#### RECORDS FOR THE EXERCISE ####

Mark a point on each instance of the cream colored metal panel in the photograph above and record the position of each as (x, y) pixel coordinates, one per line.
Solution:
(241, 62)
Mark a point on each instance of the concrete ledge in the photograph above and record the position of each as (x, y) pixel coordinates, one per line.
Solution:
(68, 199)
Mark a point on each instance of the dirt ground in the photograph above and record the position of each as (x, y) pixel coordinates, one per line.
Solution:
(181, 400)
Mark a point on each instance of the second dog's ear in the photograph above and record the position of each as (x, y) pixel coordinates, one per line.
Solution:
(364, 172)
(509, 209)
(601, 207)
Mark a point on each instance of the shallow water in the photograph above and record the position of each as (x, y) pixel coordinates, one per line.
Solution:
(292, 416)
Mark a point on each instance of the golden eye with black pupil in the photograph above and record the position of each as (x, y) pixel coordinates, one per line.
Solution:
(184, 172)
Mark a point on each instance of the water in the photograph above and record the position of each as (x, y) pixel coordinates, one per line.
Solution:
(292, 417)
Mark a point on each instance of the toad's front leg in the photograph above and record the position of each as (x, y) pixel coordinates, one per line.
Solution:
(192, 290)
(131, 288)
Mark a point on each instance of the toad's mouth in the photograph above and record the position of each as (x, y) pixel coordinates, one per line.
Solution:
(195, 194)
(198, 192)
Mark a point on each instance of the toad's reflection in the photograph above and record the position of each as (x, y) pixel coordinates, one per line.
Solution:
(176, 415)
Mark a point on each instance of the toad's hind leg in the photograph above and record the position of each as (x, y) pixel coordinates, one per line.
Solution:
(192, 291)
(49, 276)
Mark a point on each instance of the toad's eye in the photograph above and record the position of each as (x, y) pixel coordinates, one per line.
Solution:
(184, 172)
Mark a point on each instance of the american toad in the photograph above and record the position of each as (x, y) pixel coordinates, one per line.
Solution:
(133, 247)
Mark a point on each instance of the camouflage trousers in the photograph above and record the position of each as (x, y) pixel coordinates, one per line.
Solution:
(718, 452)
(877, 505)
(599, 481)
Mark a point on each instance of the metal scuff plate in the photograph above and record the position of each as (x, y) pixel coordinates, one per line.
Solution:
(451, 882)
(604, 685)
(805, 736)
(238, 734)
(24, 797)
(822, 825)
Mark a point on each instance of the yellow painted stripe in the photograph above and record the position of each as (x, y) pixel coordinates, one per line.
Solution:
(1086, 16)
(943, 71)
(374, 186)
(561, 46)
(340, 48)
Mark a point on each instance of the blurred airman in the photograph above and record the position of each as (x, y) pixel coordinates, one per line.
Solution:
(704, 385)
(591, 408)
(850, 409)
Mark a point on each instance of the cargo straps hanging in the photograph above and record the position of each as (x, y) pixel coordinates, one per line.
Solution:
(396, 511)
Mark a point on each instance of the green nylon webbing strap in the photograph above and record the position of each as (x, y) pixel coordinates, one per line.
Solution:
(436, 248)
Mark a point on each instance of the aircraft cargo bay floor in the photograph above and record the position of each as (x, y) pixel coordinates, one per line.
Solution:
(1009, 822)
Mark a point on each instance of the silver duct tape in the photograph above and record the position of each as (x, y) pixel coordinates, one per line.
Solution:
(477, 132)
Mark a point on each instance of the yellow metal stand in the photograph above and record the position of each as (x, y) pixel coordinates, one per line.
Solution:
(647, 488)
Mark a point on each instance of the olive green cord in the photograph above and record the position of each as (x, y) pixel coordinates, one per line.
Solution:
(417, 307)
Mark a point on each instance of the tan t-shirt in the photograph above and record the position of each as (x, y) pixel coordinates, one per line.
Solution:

####

▸ **EXERCISE**
Go through the listing and print each line exactly as it appears.

▸ **COMPLETE ANSWER**
Mark a point on each instance of the cream colored metal panel in the photograph above and record the position of each as (x, y) pixel coordinates, one per line.
Solution:
(241, 62)
Mark a point on each instance of the concrete ledge in the photograph above and record the position of each as (x, y) pixel coordinates, one per line.
Solution:
(68, 199)
Mark a point on each instance of the dirt ground in the photograph above and record the position of each as (x, y) pixel coordinates, one per line.
Solution:
(181, 400)
Mark a point on each instance of the second dog's ear in the photograph above and record the position of each as (x, y) pixel coordinates, one per line.
Solution:
(364, 172)
(509, 209)
(601, 207)
Mark a point on each instance of the shallow water in the photograph above and record the position of each as (x, y) pixel coordinates, one per line.
Solution:
(292, 416)
Mark a point on each instance of the golden eye with black pupil in the photograph above and record the position of each as (x, y) pixel coordinates, one per line.
Solution:
(184, 172)
Mark a point on each instance of the water in the photograph above and record the position of each as (x, y) pixel coordinates, one per line.
Solution:
(292, 417)
Mark a point on each instance of the toad's front leg in the photograph above and record the position of each as (x, y) pixel coordinates, one per line.
Solution:
(192, 290)
(131, 288)
Mark a point on each instance of the toad's mouth in the photograph above and record the position of each as (x, y) pixel coordinates, one per line.
Solution:
(195, 194)
(198, 192)
Mark a point on each instance of the toad's reflection in the photograph above and record the position of each as (x, y) pixel coordinates, one per line.
Solution:
(176, 415)
Mark a point on each instance of the toad's hind leg in the photograph above and record the position of each as (x, y) pixel coordinates, one per line.
Solution:
(192, 291)
(49, 276)
Mark a point on each instance of the toad's eye in the photograph above and record the position of each as (x, y) pixel coordinates, one per line.
Solution:
(184, 172)
Mark a point on each instance of the american toad in the photograph above and record the position of each as (x, y) pixel coordinates, one per line.
Solution:
(133, 247)
Mark a point on each instance of the camouflage trousers in the photograph above and record the position of each as (x, y) pixel coordinates, one per line.
Solution:
(718, 452)
(877, 505)
(599, 481)
Mark a point on each instance of the metal scuff plate in the photograph above and record the position of each as (x, y) pixel coordinates, one per line.
Solution:
(451, 882)
(604, 685)
(805, 736)
(238, 734)
(24, 797)
(822, 825)
Mark a point on each instance of the yellow painted stripe in the photograph above and record the position of each as (x, y) pixel coordinates, one per line.
Solution:
(1086, 16)
(943, 71)
(374, 186)
(561, 46)
(340, 48)
Mark a point on each instance of the blurred airman in the photograph above and record the position of each as (x, y) pixel coordinates, one per line.
Solution:
(704, 385)
(591, 408)
(850, 409)
Mark a point on each instance of the cargo straps hanging in the photograph above and record the position of each as (x, y) pixel coordinates, one per line.
Solution:
(396, 511)
Mark a point on each instance of the green nylon webbing strap in the photograph above and record the position of each as (x, y) pixel coordinates, one per line.
Solution:
(436, 248)
Mark a point on each instance of the aircraft cargo bay floor in the photograph above and record the position of each as (x, y) pixel coordinates, one per line.
Solution:
(1009, 822)
Mark a point on each instance of the silver duct tape in the photograph above and record the position of each as (x, y) pixel coordinates, one per line.
Solution:
(477, 132)
Mark a point on each instance of the yellow metal stand in the photograph above and record the position of each as (x, y) pixel coordinates, one per line.
Solution:
(647, 488)
Mark a point on each instance of the olive green cord in the photograph above and record the position of each as (x, y) pixel coordinates, one per line.
Solution:
(417, 307)
Mark a point on each instance of the tan t-shirt in the photograph above and record the position of each as (x, y) pixel coordinates, one per line.
Solution:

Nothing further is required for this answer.